◆ **WORK TO DO**:
Rewrite the rows below, replacing "region" with "area" everywhere it appears and changing nothing else.

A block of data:
╔══

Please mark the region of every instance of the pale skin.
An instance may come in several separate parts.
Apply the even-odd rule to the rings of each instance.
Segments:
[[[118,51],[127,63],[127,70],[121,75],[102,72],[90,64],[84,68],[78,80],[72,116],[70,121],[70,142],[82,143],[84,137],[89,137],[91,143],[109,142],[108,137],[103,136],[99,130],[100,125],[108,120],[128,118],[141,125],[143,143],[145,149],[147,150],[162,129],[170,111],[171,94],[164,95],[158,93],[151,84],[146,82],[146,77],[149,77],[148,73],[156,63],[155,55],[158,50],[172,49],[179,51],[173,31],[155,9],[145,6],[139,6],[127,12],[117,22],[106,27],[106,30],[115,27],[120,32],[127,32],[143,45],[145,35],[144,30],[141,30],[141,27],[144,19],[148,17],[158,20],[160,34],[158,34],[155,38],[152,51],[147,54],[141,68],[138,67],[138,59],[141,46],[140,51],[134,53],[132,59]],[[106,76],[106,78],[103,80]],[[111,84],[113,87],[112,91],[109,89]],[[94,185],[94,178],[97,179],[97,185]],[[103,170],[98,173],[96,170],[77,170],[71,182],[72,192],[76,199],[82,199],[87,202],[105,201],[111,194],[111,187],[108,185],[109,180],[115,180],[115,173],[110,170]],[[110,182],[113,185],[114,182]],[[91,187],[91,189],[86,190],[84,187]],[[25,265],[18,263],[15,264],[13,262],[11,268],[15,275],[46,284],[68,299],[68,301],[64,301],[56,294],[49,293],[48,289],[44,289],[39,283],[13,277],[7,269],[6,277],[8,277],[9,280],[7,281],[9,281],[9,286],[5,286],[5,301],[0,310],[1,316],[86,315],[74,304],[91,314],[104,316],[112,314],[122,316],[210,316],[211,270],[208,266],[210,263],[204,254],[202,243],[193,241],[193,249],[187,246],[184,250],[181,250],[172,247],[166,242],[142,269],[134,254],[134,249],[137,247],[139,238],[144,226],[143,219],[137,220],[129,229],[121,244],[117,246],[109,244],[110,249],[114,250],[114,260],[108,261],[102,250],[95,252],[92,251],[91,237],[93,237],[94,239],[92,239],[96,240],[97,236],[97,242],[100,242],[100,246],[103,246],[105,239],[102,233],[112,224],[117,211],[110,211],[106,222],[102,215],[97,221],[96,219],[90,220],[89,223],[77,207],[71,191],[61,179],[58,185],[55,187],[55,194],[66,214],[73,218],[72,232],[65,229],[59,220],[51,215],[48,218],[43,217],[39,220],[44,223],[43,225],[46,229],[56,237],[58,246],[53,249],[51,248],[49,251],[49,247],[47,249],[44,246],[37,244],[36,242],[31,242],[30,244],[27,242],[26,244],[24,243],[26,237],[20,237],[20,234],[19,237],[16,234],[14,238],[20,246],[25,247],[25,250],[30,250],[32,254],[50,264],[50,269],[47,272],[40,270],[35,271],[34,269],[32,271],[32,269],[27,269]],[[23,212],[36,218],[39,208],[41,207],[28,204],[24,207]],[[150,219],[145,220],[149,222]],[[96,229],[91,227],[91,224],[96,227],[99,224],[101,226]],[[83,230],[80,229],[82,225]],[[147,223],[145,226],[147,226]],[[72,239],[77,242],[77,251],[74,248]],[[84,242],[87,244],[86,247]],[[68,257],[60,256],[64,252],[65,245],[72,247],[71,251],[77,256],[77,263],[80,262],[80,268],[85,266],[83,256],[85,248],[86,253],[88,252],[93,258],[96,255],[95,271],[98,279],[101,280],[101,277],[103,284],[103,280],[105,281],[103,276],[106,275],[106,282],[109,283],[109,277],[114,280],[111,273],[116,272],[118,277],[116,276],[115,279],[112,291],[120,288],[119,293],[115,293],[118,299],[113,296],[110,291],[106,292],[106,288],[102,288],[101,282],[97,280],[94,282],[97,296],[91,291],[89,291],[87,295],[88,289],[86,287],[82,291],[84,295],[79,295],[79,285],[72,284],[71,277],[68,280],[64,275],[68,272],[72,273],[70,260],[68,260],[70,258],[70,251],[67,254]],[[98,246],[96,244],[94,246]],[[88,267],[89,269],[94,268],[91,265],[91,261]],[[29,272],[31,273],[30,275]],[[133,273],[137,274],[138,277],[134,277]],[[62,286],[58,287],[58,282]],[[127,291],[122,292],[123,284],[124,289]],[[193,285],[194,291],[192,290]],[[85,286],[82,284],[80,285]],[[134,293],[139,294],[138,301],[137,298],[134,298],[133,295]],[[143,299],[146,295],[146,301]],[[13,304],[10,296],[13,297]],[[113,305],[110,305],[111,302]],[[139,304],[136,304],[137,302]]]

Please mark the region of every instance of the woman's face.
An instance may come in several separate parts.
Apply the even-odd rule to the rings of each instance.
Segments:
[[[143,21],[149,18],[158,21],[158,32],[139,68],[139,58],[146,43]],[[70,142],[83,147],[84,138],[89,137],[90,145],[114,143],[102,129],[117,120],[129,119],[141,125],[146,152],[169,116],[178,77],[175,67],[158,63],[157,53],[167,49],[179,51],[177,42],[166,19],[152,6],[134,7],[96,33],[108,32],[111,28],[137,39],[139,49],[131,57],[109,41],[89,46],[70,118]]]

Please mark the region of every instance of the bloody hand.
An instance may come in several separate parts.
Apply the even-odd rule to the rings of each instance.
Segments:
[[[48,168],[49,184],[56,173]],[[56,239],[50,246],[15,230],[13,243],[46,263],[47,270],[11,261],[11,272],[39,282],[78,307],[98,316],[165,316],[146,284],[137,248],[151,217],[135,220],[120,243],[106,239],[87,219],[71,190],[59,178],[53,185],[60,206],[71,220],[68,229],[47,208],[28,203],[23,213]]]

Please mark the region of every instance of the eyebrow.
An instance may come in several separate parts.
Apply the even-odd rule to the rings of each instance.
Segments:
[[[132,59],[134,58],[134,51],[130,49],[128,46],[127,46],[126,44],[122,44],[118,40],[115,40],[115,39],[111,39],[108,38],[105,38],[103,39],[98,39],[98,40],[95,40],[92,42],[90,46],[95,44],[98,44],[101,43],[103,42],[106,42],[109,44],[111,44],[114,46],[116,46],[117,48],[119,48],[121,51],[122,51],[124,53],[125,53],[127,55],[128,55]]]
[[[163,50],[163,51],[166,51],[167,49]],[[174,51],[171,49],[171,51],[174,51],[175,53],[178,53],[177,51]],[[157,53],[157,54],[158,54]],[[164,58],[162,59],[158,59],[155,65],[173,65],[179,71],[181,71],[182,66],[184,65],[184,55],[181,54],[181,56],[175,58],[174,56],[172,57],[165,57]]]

╚══

◆ **WRITTEN RESPONSE**:
Please mark the area of every instance of the pale skin.
An instance may come in several separate parts.
Apply the even-odd rule to the rings of each instance.
Segments:
[[[118,51],[127,63],[127,70],[121,75],[102,72],[90,64],[84,68],[78,80],[72,116],[70,121],[70,142],[82,143],[84,137],[89,137],[91,143],[109,142],[108,137],[103,136],[99,130],[100,125],[108,120],[128,118],[141,125],[143,143],[145,149],[147,150],[162,129],[170,111],[171,94],[164,95],[158,93],[151,84],[146,82],[146,77],[149,77],[148,73],[156,63],[155,55],[158,50],[172,49],[179,51],[173,31],[155,9],[145,6],[139,6],[127,12],[117,22],[106,27],[106,30],[115,27],[120,32],[127,32],[143,45],[145,35],[144,30],[141,30],[141,27],[144,19],[148,17],[158,20],[160,34],[158,34],[155,38],[152,51],[147,54],[141,68],[138,67],[138,59],[141,46],[140,51],[134,53],[132,59]],[[106,76],[106,78],[103,80]],[[111,84],[113,87],[112,91],[109,89]],[[94,185],[94,178],[97,179],[97,185]],[[103,170],[98,173],[96,170],[77,170],[71,182],[72,192],[76,199],[82,199],[87,202],[105,201],[111,194],[111,187],[108,185],[109,180],[115,180],[115,173],[110,170]],[[110,182],[113,185],[114,182]],[[91,187],[91,189],[86,190],[84,187]],[[25,265],[18,263],[15,264],[13,262],[11,268],[15,275],[46,284],[68,299],[68,301],[64,301],[56,294],[49,293],[48,289],[44,289],[39,283],[13,277],[7,269],[6,277],[8,277],[9,280],[7,281],[9,281],[9,286],[5,286],[5,301],[0,310],[1,316],[86,315],[74,304],[91,314],[104,316],[112,314],[122,316],[210,316],[211,270],[208,266],[210,263],[204,254],[202,243],[193,241],[193,249],[187,246],[184,250],[181,250],[172,247],[166,242],[142,269],[134,254],[134,249],[137,247],[139,238],[144,226],[143,219],[137,220],[129,229],[121,244],[117,246],[109,244],[110,249],[114,250],[114,260],[108,261],[102,250],[95,252],[92,251],[91,237],[93,237],[94,239],[92,239],[96,240],[97,236],[97,242],[100,242],[100,246],[103,246],[105,239],[102,233],[112,224],[117,211],[110,211],[106,222],[102,215],[97,221],[96,219],[90,220],[89,223],[77,207],[71,191],[61,179],[58,185],[55,187],[55,194],[66,214],[73,218],[72,232],[65,229],[59,220],[51,215],[48,218],[43,217],[39,220],[44,223],[43,225],[46,229],[56,237],[58,246],[53,249],[51,248],[49,251],[49,247],[47,249],[44,246],[37,244],[36,242],[31,242],[30,244],[27,242],[26,244],[24,243],[26,237],[20,237],[20,234],[19,237],[16,234],[14,238],[20,246],[25,247],[25,250],[30,250],[32,254],[50,264],[50,269],[47,272],[40,270],[35,271],[34,269],[32,271],[32,269],[27,269]],[[23,212],[36,218],[39,208],[41,207],[28,204],[24,207]],[[150,219],[145,220],[149,222]],[[96,229],[91,227],[91,224],[96,227],[99,224],[101,226]],[[83,230],[80,229],[82,225]],[[147,223],[145,226],[147,226]],[[72,239],[77,242],[77,251],[74,248]],[[84,242],[87,244],[86,247]],[[68,257],[60,256],[64,252],[65,245],[72,247],[71,251],[77,256],[77,263],[80,262],[80,268],[85,266],[83,256],[85,248],[86,253],[88,252],[93,258],[96,255],[95,271],[98,279],[101,280],[101,277],[103,284],[103,280],[105,281],[103,276],[106,275],[106,282],[109,283],[109,277],[114,280],[111,273],[116,272],[118,277],[116,276],[115,279],[112,291],[120,288],[119,293],[115,293],[118,299],[113,296],[110,291],[106,292],[106,288],[102,288],[101,282],[97,280],[94,282],[97,296],[91,291],[89,291],[87,295],[88,289],[86,287],[82,291],[84,295],[79,295],[79,285],[72,284],[71,277],[68,280],[64,275],[68,272],[72,273],[70,260],[68,260],[70,258],[70,251],[67,254]],[[98,246],[96,244],[94,246]],[[88,267],[89,269],[94,268],[91,265],[91,261]],[[29,272],[31,273],[30,275]],[[133,273],[137,274],[138,277],[134,277]],[[62,286],[58,287],[58,282]],[[127,291],[122,292],[123,284],[124,289]],[[193,285],[194,291],[192,290]],[[85,286],[82,284],[80,285]],[[134,293],[139,294],[138,301],[137,298],[134,298],[133,295]],[[143,299],[146,295],[146,301]],[[13,304],[10,296],[13,297]],[[113,305],[110,305],[111,302]],[[139,304],[136,304],[137,302]]]

Please mark the area of every instance of the woman's face.
An instance may come in several separate parts.
Apply the even-odd rule to the rings of each instance.
Segments:
[[[143,21],[149,18],[158,21],[158,32],[139,68],[139,58],[146,43]],[[70,142],[83,147],[84,138],[89,137],[90,145],[114,143],[102,129],[117,120],[129,119],[141,125],[146,152],[169,116],[178,77],[175,67],[158,63],[157,53],[167,49],[179,51],[177,42],[166,19],[152,6],[134,7],[96,33],[108,32],[111,28],[137,39],[139,49],[131,57],[109,41],[89,46],[70,118]]]

Please mark the area of every instance of the bloody hand.
An instance may come in several separate parts.
Apply the even-odd rule to the rings of each instance.
Segments:
[[[48,168],[49,184],[56,173]],[[56,239],[50,246],[15,230],[13,243],[46,263],[47,270],[11,261],[11,272],[39,282],[78,307],[98,316],[165,316],[146,284],[137,248],[151,217],[135,220],[120,243],[106,239],[87,219],[71,190],[59,178],[53,185],[60,206],[71,220],[68,229],[47,208],[28,203],[23,213]]]

Please mark the area of every instance of the eyebrow.
An instance may come in several separate parts.
Apply the even-odd rule to the rings of each instance.
Segments:
[[[132,59],[134,58],[134,51],[130,49],[128,46],[127,46],[126,44],[122,44],[118,40],[115,40],[115,39],[111,39],[108,38],[105,38],[103,39],[98,39],[98,40],[95,40],[92,42],[90,46],[95,44],[98,44],[101,43],[103,42],[106,42],[109,44],[111,44],[114,46],[116,46],[117,48],[119,48],[121,51],[122,51],[124,53],[125,53],[127,55],[128,55]]]
[[[163,50],[163,51],[166,51],[167,49]],[[174,51],[171,49],[171,51],[174,51],[175,53],[178,53],[177,51]],[[157,53],[157,54],[158,54]],[[164,58],[162,59],[158,59],[155,65],[173,65],[179,71],[181,71],[182,66],[184,65],[184,55],[181,54],[181,56],[175,58],[174,56],[172,57],[165,57]]]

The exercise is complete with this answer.